Information —
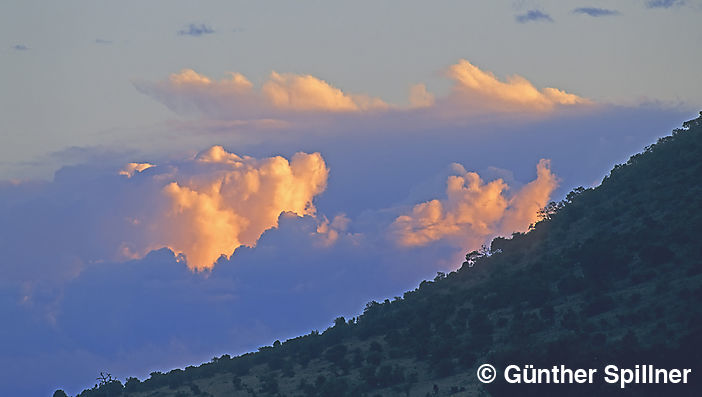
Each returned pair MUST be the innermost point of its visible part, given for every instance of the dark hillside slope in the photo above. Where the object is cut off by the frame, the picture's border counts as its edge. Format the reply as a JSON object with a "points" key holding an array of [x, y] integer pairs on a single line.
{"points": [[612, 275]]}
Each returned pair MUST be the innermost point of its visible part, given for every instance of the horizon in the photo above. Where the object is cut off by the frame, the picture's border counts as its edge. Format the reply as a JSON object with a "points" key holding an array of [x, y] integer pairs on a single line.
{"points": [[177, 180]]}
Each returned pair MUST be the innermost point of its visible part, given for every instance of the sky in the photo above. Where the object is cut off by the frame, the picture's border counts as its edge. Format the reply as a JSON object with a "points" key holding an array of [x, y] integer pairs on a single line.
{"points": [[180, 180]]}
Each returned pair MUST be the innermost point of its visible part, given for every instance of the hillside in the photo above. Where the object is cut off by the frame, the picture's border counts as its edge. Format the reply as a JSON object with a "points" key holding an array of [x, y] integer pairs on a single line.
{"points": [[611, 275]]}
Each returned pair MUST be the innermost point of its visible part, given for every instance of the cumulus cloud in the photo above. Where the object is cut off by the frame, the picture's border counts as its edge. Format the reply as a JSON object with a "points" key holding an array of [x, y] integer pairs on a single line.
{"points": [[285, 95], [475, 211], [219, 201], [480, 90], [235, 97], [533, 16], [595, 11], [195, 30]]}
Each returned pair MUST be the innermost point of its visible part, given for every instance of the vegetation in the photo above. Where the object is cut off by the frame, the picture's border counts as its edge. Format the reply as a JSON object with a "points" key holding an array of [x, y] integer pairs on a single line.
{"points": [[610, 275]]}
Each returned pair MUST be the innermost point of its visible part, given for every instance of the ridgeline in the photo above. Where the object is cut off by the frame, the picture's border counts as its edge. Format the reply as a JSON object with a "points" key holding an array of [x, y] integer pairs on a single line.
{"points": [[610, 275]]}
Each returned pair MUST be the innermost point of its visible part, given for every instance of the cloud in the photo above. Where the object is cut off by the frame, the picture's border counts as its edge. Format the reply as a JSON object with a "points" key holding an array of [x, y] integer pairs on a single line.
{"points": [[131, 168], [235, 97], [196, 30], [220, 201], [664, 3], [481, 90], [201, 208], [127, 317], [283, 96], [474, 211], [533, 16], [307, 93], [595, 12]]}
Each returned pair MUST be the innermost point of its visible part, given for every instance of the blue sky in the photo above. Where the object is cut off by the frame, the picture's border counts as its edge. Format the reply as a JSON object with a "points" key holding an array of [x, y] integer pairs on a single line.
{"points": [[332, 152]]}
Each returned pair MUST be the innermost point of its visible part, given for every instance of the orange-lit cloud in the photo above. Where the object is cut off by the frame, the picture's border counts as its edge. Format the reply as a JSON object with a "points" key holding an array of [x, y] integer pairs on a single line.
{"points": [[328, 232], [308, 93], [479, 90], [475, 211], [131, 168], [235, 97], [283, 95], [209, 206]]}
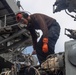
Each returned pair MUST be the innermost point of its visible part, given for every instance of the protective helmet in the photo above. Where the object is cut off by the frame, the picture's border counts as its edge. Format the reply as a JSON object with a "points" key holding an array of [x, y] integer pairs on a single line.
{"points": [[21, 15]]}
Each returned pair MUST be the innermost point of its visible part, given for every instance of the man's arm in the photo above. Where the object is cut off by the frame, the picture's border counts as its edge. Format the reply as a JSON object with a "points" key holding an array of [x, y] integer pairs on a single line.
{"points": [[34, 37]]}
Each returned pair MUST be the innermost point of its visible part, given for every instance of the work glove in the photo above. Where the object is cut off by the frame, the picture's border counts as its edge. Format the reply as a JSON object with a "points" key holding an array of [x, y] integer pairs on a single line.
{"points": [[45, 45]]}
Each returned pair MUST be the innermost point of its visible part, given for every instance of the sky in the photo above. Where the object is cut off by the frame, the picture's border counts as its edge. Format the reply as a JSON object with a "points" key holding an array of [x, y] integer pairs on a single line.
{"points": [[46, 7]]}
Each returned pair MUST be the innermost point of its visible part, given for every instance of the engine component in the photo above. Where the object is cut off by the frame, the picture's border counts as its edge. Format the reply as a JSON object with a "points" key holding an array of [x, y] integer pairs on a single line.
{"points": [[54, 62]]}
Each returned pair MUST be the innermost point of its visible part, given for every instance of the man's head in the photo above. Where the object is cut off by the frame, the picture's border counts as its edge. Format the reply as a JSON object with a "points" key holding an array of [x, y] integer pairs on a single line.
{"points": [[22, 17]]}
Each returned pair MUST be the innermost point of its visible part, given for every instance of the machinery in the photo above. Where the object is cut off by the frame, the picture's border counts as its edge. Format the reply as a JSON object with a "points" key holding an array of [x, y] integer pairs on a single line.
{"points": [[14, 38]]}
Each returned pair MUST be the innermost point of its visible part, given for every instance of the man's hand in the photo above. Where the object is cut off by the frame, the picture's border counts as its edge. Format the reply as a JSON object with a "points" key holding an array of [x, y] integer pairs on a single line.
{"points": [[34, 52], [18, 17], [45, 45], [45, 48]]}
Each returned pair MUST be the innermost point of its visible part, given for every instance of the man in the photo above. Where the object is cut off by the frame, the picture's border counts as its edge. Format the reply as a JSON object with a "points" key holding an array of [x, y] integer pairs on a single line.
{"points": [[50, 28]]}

What is being asked — An exact copy of the entries, without any pictures, is what the answer should be.

Solution to the exercise —
Each returned pair MUST be the innermost point of its visible part, given for every instance of the dark hillside slope in the photo above. Where the object is cut off by the frame, the picture's border counts as its edge. Format the reply as a JSON object with a "points" key holding an array of [x, y] integer pairs on a single line.
{"points": [[612, 275]]}
Each returned pair MUST be the innermost point of its visible part, given for every instance of the horizon in the photo above. Where the object is cut off by the frame, the picture's border counts as its edge. Format the reply as a JSON object with a "points" key holding an array of [x, y] integer pairs on a single line.
{"points": [[177, 180]]}
Each returned pair MUST be the innermost point of its visible part, given for every instance of the sky in the photo above. Where the object is cut off by the frame, the picture's border counts as its edge. Format the reply as a JSON object with a "points" key holding an array of [x, y] integer pairs on a single line.
{"points": [[180, 180]]}
Each returned pair MUST be the innermost point of its visible part, given for every instance of the hillside in the photo above. Where the object is cut off by the frame, the picture's border counts as its edge. Format the reply as a JSON object with a "points" key holding an array of [x, y] integer pairs on a single line.
{"points": [[611, 275]]}
Each returned pair MUST be the innermost point of its visible part, given for every instance of the cumulus cloud in the photo above. Where the object is cut off by the frame, the picture's border counts as its edge. Format the reply as a JSON object with a "points" key holding an array of [x, y] integer pairs on a single line.
{"points": [[285, 95], [475, 211], [219, 201], [480, 90], [235, 97], [533, 16], [595, 11], [195, 30]]}
Each returned pair MUST be the innermost point of its visible part, given for every instance of the vegetation in the photo above. Where the object is cut off by the frame, the picture's border counts as its edge. Format the reply as a JSON object with a "points" key holding an array of [x, y] integer pairs on a single line.
{"points": [[610, 275]]}
Each returned pair MUST be the innermost point of its visible part, given for every instance of the ridgeline in the photo above. Where the object is cut off by the frame, the picture's border counts as its edge. Format the reply as a JSON object with a "points" key holding an array of [x, y] integer pairs on a single line.
{"points": [[610, 275]]}
Each returned pair MUST be the innermost point of its visible part, given for every instance of the cloud in the photo above. Where the object is cut off by the frame, the picture's border counts as its edge. Format the reply as a JSON object with a "points" key holding an array of [x, y] integer pairs on a single line.
{"points": [[131, 168], [235, 97], [196, 30], [220, 201], [664, 3], [481, 90], [201, 208], [127, 317], [283, 96], [474, 211], [533, 16], [307, 93], [595, 12]]}
Each returned pair MUST be the innermost point of its visible part, given for every instance of the blue sky in the photo above. Where the object is cut off by the frame, the picture's border counts as its edge. Format the reply as a JSON object with a "points" key holding an array of [x, y] integer pairs on a single line.
{"points": [[332, 152]]}
Each returned pair MUST be the innermost point of its visible part, given for every instance of the orange-lit cloud in the photo above. Where the object is cut off by the frame, the picture's border counts as its edge. Format the reply as a JSON object with a "points" key holding an array of [x, y] integer pairs on a single line.
{"points": [[328, 232], [308, 93], [479, 90], [475, 211], [131, 168], [235, 97], [283, 95], [209, 206]]}
Each returned pair MUST be the innermost point of its visible part, given for every instance of the protective helmet in the photo above. Where the object is cut off by the frame, the picture's border counts as its edge. Format the reply as a JSON object with a "points" key holding an array of [x, y] integer pairs on a single line.
{"points": [[21, 15]]}
Each returned pair MUST be the innermost point of its visible part, given for every instance of the man's arm in the photo above. Where the object is cut off by the frame, the picture's border counts as its edge. Format the reply as a JSON object with a "points" key holding an array of [x, y] integer pairs on a single line.
{"points": [[34, 37]]}
Each returned pair MUST be the innermost point of its visible part, given for every instance of the work glove in the photo above. Where the object is cut off by the frame, the picture's border counts as its edge. Format the reply as a JSON object with a "points" key holding an array of [x, y] integer pairs on a single line.
{"points": [[45, 45]]}
Each returned pair MUST be the innermost point of its visible part, given for every instance of the sky in the photo above. Where the object is cut off by the frame, the picture's border counts as its edge. Format the reply as a JSON object with a "points" key holding an array of [x, y] integer pairs on a single line.
{"points": [[46, 7]]}
Each returned pair MUST be the innermost point of its visible part, given for every instance of the engine component in the photo above. Where the object is cut off by the frame, the picture's border counts as its edge. Format the reply as a JSON object with a "points" key holding an array of [x, y] integer pairs on a single line.
{"points": [[54, 62]]}
Each returned pair MUST be the innermost point of its visible part, given for every instance of the man's head in the photo above. Where the object is cut off by the frame, the picture's border counts as its edge. Format the reply as a JSON object with a "points" key holding an array of [x, y] integer pairs on a single line.
{"points": [[22, 17]]}
Each returned pair MUST be the innermost point of its visible part, given for every instance of the machinery in the photo above. Where the object is cut off by the frame, the picture's border counts as its edge. Format the reply as a JSON object with a "points" key holding an array of [x, y] integer pairs on a single line.
{"points": [[14, 38]]}
Each returned pair MUST be the innermost point of its visible part, given for every instance of the man's hand in the photo above. Where the object is cut off by the frame, the picture's border counts as its edge. Format the reply as a JSON object with a "points" key holding an array of [x, y] integer pairs on a single line.
{"points": [[34, 52], [18, 17], [45, 45], [45, 48]]}
Each returned pair MUST be the innermost point of its visible part, given for every instance of the man in the photo above. Where the object is cut off by the frame, the picture's border counts as its edge. Format the reply as a JSON object with a "points" key holding an array of [x, y] integer pairs on a single line.
{"points": [[50, 28]]}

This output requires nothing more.